Goal of the exercise. Give an exact copy of the line that has "Reviewer note: confirm that every instance of the orange" and of every line below it, through the last, with nothing else.

─── The data ───

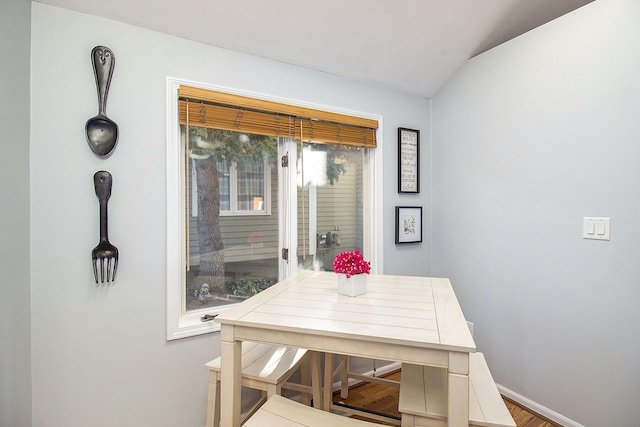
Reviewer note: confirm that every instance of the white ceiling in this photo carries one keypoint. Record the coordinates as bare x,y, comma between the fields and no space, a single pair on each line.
409,45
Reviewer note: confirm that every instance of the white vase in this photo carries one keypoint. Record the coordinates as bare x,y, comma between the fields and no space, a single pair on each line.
352,286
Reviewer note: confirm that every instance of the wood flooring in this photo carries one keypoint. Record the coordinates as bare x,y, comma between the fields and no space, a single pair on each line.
380,398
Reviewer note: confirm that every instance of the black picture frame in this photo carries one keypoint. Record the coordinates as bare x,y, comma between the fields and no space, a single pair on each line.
408,224
408,160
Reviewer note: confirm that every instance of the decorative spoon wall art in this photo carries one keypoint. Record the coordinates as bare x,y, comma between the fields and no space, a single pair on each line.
102,132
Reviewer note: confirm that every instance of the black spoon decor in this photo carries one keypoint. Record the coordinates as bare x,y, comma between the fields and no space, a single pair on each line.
102,132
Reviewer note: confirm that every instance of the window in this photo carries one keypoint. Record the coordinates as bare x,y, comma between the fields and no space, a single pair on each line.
243,189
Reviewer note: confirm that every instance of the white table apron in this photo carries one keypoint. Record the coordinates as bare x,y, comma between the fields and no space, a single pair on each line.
405,319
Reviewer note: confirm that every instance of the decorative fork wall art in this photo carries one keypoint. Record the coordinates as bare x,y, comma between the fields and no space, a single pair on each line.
105,252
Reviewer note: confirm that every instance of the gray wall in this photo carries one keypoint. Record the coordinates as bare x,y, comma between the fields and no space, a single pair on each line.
99,353
15,335
528,139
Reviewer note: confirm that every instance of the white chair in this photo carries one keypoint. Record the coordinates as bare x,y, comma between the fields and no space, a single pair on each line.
265,367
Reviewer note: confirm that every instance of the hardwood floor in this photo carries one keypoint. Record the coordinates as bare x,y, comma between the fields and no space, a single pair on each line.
379,398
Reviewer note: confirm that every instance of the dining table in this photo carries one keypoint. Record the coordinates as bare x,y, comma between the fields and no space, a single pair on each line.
407,319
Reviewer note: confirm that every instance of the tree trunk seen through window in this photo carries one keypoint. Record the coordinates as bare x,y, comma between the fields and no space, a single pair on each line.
211,268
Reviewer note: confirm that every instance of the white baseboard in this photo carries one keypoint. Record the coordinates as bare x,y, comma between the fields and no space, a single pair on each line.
510,394
537,408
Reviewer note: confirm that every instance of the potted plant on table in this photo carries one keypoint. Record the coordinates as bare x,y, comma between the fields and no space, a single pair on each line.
351,269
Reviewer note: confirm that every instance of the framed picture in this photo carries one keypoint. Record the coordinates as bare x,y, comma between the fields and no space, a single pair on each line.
408,224
408,160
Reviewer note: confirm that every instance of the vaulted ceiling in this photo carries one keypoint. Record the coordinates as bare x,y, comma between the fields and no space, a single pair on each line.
409,45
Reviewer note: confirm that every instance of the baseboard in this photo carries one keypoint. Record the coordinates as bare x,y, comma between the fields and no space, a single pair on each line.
537,408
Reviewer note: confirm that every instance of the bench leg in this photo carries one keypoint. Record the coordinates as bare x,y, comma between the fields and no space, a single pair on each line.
328,381
344,377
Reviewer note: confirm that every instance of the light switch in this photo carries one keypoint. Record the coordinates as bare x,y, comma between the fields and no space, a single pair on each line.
596,228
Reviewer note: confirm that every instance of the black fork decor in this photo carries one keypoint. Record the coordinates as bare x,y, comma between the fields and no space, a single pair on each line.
102,181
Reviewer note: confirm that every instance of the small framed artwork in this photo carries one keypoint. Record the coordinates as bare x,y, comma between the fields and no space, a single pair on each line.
408,224
408,160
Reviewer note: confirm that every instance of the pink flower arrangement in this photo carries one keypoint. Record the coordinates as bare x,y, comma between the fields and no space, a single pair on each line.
351,263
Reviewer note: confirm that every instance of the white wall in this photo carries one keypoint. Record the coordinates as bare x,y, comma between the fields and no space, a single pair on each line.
15,333
528,139
100,356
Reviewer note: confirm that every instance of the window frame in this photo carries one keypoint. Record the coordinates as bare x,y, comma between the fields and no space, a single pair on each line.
182,325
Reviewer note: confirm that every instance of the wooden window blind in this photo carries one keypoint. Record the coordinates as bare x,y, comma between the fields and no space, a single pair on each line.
219,110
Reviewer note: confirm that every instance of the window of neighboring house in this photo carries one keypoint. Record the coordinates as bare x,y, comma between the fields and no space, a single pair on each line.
244,187
249,179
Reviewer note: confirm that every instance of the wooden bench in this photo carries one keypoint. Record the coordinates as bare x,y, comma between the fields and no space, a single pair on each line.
279,411
423,396
265,367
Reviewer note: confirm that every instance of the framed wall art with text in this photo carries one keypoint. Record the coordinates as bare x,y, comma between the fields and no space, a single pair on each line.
408,160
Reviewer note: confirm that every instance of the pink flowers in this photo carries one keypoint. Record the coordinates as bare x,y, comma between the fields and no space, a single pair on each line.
351,263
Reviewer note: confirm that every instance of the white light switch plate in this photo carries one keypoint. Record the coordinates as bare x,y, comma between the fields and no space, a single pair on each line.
596,228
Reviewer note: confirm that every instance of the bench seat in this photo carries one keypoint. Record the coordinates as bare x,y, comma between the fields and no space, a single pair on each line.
282,412
265,367
423,396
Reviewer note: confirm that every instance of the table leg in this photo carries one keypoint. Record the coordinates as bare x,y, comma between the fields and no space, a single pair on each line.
316,384
230,378
458,396
328,381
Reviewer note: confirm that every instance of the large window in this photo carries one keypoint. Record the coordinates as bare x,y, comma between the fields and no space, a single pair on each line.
256,191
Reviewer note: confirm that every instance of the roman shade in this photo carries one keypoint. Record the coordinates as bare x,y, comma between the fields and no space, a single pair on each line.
219,110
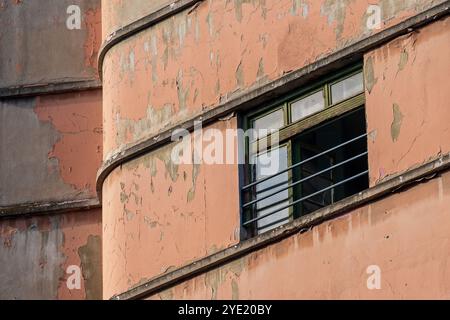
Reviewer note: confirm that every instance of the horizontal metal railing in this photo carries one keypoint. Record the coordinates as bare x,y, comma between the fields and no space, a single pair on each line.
250,188
303,162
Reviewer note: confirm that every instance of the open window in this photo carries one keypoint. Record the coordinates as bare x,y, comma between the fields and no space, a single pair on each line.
315,146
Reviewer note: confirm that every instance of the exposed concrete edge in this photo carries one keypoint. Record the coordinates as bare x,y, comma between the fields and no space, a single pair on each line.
396,184
44,208
49,88
141,24
257,96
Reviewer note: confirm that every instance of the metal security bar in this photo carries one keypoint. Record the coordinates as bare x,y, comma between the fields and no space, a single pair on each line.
252,196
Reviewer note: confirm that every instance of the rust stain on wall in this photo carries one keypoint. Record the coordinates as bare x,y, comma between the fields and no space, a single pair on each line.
77,119
411,91
90,256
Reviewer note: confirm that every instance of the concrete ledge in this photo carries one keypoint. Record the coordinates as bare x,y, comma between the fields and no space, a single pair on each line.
44,208
141,24
410,178
49,88
262,94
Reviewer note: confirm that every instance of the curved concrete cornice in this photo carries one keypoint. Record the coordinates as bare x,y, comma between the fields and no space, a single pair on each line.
48,207
141,24
50,88
255,96
392,185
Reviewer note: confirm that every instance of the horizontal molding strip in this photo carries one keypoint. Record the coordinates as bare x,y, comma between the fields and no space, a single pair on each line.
260,95
50,207
49,88
396,184
142,24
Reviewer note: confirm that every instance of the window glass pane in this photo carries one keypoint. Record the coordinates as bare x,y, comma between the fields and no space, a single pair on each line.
272,121
307,106
347,88
278,160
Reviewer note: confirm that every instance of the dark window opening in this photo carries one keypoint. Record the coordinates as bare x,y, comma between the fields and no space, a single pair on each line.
321,154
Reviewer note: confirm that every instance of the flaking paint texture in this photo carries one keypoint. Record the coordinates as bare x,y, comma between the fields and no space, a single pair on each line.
161,216
209,54
406,235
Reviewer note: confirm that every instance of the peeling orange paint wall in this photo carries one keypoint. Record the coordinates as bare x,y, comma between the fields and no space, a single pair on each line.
407,93
204,56
50,149
160,216
35,254
406,235
54,144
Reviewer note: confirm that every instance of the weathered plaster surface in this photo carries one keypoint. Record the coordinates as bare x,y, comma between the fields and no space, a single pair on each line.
119,13
406,235
408,100
159,215
35,253
201,57
40,48
50,147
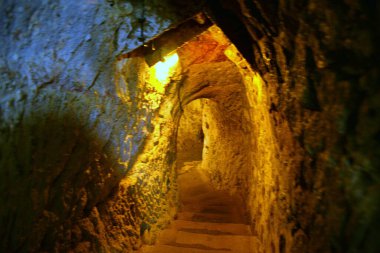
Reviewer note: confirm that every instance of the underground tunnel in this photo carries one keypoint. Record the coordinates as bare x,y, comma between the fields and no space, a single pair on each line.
198,126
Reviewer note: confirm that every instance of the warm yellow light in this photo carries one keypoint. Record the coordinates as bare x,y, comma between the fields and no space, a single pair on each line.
164,69
159,76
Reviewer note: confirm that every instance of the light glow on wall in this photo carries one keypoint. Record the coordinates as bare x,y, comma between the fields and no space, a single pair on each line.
163,70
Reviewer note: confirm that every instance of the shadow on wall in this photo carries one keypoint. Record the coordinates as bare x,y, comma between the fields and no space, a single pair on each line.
59,158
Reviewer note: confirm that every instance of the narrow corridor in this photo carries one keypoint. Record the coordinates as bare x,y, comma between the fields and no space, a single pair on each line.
208,220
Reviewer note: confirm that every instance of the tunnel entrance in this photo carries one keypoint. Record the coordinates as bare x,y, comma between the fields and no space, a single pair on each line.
207,107
212,149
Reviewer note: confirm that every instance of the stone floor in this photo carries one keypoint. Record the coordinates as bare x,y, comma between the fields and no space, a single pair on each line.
209,221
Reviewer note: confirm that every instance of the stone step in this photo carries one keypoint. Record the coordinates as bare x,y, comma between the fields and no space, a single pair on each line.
180,248
234,243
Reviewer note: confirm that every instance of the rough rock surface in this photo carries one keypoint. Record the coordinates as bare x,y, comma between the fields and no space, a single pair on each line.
68,137
86,159
315,184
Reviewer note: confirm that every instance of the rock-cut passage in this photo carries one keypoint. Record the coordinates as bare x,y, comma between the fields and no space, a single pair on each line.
208,220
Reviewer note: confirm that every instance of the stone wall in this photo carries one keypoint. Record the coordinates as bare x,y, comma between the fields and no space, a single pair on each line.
319,192
190,134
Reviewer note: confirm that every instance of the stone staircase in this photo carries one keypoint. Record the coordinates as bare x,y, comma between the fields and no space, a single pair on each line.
209,221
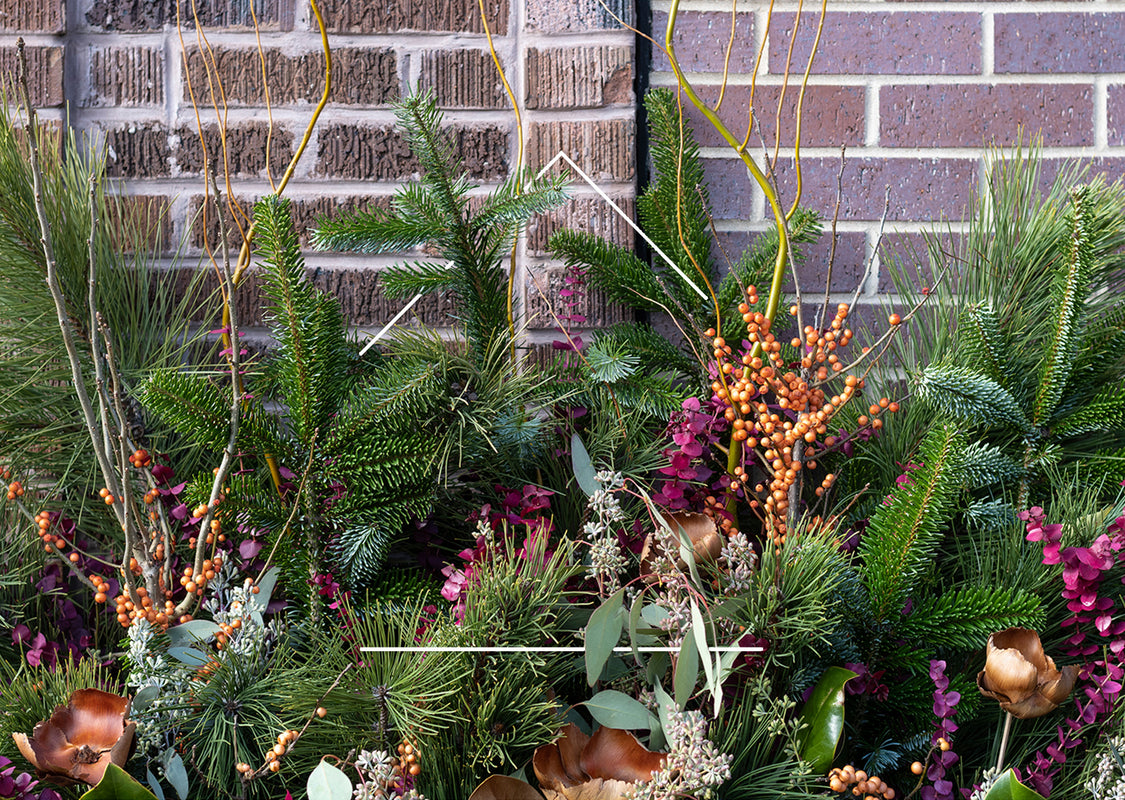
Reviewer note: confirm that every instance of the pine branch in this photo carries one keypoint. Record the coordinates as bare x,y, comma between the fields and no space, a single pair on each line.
1070,291
899,544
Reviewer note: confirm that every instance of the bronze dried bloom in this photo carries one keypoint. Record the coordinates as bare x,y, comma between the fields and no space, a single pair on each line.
1020,676
81,738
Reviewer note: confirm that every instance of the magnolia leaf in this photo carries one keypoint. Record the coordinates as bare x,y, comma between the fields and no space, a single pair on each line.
143,698
117,784
1007,788
327,782
602,634
154,784
614,709
188,655
822,720
583,468
258,602
191,631
177,775
687,670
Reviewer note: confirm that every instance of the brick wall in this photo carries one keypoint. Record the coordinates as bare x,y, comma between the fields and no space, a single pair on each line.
916,91
132,72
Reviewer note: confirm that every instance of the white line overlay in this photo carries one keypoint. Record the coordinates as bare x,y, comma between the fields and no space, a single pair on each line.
577,648
559,156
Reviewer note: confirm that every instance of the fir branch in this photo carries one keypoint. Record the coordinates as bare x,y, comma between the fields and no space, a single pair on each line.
898,546
1070,289
970,397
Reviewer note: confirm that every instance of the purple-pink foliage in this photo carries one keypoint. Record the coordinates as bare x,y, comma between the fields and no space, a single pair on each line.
945,707
1100,680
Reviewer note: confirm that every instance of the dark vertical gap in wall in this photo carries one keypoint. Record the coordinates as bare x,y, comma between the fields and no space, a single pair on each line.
644,62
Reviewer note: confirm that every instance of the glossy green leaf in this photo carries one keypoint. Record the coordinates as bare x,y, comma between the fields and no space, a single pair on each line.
583,467
177,775
602,634
1007,788
117,784
687,670
327,782
822,720
614,709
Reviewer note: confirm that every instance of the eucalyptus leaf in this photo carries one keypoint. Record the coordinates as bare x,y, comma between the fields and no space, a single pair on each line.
614,709
117,784
327,782
602,634
822,720
144,697
191,631
1007,788
188,655
258,602
687,670
583,467
177,775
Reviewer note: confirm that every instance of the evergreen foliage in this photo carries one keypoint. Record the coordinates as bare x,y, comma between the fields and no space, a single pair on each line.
437,212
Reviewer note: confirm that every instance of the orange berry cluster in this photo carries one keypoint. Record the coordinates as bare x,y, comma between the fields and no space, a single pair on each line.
848,780
128,611
51,541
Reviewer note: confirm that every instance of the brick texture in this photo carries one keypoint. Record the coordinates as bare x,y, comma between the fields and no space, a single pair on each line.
380,153
126,77
604,149
1068,42
153,15
576,16
33,16
462,79
971,115
367,77
905,43
560,78
394,16
44,74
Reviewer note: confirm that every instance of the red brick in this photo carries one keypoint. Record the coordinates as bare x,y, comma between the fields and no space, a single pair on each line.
140,222
920,188
245,150
361,75
394,16
462,79
604,149
153,15
44,74
831,116
126,77
33,16
1060,42
581,77
574,16
701,39
905,43
363,152
137,151
586,214
543,299
1116,114
971,115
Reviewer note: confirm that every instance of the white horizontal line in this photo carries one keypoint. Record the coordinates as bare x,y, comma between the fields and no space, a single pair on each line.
577,648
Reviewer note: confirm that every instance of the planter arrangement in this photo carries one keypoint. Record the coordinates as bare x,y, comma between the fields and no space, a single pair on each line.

───

Completed exercise.
Reviewer note: confirm that every instance of the orange berry cluster in this photo carries one keypoint. Record the coordinates as bare x,y, comma between the fields and no space, a single pair on each line.
848,780
128,611
51,541
Reviewer note: confirm that every instance of the brick texture in this photo carries one keypoint. Record the coordinates as bare x,y, comma between the fields and no space, a single pair on each line.
380,153
126,77
604,149
1068,42
153,15
576,16
33,16
462,79
971,115
367,77
905,43
560,78
394,16
44,74
Reviewer note: confirm that every instance of the red brick in this photo carries one keypoint. Record the coordinates as bare x,y, comma between the fields and no space, a single pair on each line.
140,222
920,188
245,150
361,75
394,16
462,79
604,149
153,15
44,74
831,116
126,77
33,16
1060,42
581,77
574,16
701,39
905,43
363,152
137,151
586,214
543,299
1116,114
971,115
Reviewer note: confirm that every instance of the white horizontal line in this photo carries one keypoint. Record the coordinates as bare x,y, comma between the fields and no space, a single pair on each line.
577,648
Reviewer note: confirm that every instance of the planter arrangement in this photo carries one keypoint. Record the coordinates as bare x,y, comma between the fields and no space, a single pair on each line.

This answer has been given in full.